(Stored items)
▬▬▬▬▬▬

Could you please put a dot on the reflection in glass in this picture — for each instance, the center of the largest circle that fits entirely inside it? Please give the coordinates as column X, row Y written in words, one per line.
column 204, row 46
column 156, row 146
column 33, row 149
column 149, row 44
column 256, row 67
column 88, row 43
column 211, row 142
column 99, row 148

▬▬▬▬▬▬

Try it> Transcribe the data above verbatim.

Solution for this task>
Could you please put a dot on the reflection in glass in this picture — for each instance, the center of the largest circle that fits entirely inside it? Please give the coordinates as column X, row Y written in words, one per line.
column 204, row 46
column 156, row 146
column 33, row 149
column 149, row 44
column 256, row 67
column 88, row 43
column 211, row 142
column 99, row 148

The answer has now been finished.